*Excerpt to read*:
“Morning by morning, O Lord, you hear my voice”
My Brother’s Keeper
(Please read Genesis 4:9)
When he posed his question to God, Cain was really suggesting that he was not his brother’s keeper. He had already lied to God, so his question was a feeble effort to avoid responsibility for the death of Abel, his brother.
Envy kept Cain from being his brother’s keeper. He killed Abel “because his works were evil and Abel’s were righteous” (1 John 3:11-12, NASB). The same spirit later raised murderous hands against Jesus (Matthew 27:18).
Cain was also selfish and self-centered, willing even to kill to have things his way, loving himself too much to be his brother’s keeper.
But the whole tenor of the new life in Christ is that each of us should be “his brother’s keeper.” (The masculine terms here of course include all God’s people.) Christians are required to love our neighbors as ourselves, to bear one another’s burdens, to do good to all people, to give help to the needy, to rejoice with those who rejoice and weep with those who weep, and to treat others as we want to be treated.

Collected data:
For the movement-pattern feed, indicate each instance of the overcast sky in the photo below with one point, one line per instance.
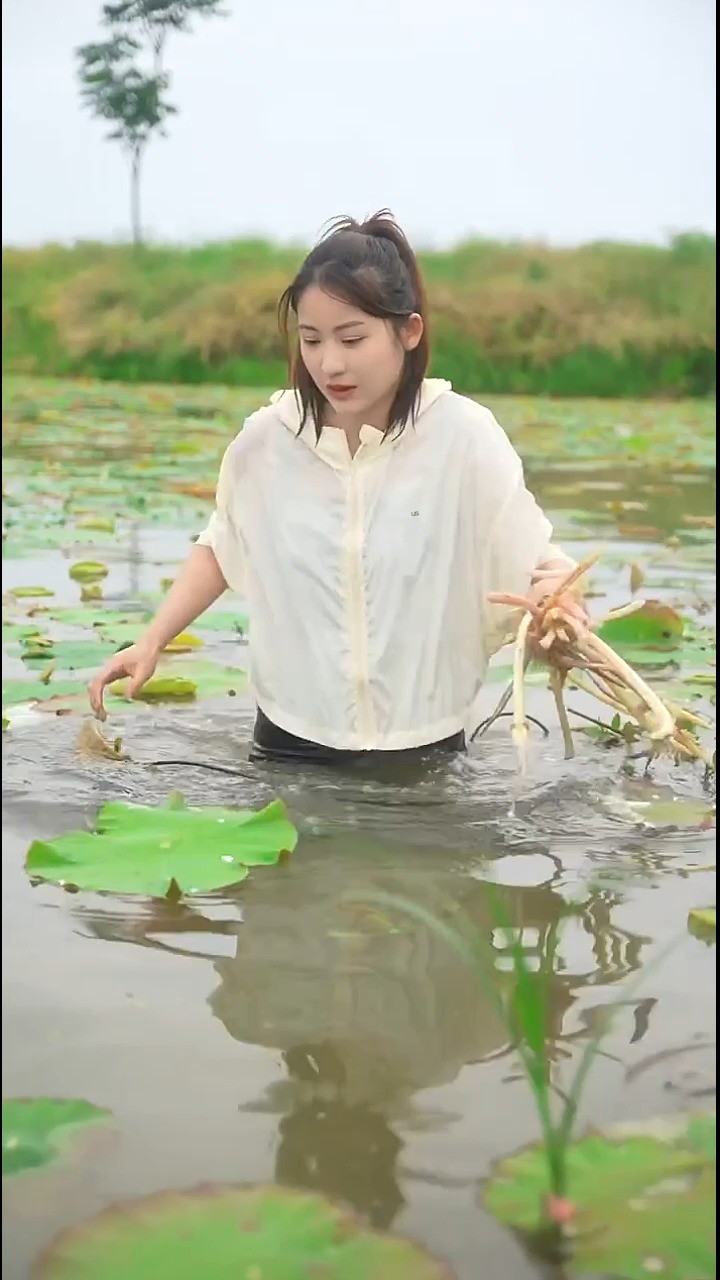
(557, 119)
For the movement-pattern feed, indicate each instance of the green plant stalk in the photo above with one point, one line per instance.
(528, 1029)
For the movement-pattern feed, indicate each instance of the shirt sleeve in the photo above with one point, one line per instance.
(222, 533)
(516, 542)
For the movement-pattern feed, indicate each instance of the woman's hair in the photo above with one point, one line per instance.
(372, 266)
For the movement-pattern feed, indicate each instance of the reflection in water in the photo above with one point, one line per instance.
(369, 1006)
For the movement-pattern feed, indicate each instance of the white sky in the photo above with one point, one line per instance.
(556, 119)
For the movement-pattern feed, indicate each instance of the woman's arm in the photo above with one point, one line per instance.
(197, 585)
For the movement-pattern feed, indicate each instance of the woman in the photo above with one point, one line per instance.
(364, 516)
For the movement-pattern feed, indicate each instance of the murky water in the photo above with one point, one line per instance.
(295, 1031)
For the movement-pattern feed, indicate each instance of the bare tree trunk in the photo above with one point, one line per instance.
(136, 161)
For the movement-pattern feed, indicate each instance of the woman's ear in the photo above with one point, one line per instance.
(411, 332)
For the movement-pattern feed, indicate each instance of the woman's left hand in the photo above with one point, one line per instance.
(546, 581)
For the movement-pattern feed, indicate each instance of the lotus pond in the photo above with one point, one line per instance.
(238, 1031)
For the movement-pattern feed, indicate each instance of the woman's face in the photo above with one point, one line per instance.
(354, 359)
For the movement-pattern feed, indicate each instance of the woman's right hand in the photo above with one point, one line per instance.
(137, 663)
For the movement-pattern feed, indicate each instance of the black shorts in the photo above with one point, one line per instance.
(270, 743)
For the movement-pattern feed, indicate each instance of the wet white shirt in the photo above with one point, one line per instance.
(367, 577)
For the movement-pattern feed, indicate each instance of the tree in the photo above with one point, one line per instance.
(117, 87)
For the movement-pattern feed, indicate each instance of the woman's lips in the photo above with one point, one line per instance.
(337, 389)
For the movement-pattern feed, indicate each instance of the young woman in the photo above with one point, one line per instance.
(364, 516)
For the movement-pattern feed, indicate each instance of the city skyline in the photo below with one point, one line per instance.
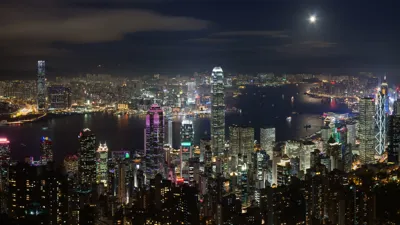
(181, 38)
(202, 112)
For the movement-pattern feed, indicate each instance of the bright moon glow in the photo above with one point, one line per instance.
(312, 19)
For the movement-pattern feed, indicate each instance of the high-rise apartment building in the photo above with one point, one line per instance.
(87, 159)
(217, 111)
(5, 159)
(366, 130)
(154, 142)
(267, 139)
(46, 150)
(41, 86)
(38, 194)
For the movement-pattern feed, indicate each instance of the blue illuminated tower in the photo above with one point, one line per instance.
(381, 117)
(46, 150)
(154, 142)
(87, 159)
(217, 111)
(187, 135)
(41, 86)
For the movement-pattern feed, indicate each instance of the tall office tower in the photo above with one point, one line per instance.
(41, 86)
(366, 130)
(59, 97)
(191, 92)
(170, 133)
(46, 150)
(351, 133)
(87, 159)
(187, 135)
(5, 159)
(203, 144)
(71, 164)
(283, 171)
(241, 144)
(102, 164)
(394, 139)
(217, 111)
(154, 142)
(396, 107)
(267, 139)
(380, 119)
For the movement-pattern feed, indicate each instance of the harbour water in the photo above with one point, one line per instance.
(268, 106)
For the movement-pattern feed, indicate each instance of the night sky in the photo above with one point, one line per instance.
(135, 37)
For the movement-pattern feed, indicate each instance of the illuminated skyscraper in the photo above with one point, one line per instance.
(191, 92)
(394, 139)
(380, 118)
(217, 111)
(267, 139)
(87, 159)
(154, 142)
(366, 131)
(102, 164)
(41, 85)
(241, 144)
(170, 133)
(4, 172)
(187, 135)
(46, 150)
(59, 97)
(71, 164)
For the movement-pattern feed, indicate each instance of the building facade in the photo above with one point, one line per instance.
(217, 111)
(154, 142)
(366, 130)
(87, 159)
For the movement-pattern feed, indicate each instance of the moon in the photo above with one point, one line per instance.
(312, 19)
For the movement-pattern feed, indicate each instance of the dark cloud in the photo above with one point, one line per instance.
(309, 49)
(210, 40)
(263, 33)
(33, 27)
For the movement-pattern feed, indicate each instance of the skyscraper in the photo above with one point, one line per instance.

*Apply what you read*:
(a) Reproduce the stretch of the devotional from "Envy kept Cain" through "Jesus (Matthew 27:18).".
(b) Render this sentence from the devotional in Spanish: "Envy kept Cain from being his brother’s keeper."

*Answers in order*:
(a)
Envy kept Cain from being his brother’s keeper. He killed Abel “because his works were evil and Abel’s were righteous” (1 John 3:11-12, NASB). The same spirit later raised murderous hands against Jesus (Matthew 27:18).

(b) La envidia impidió que Caín fuera el guarda de su hermano.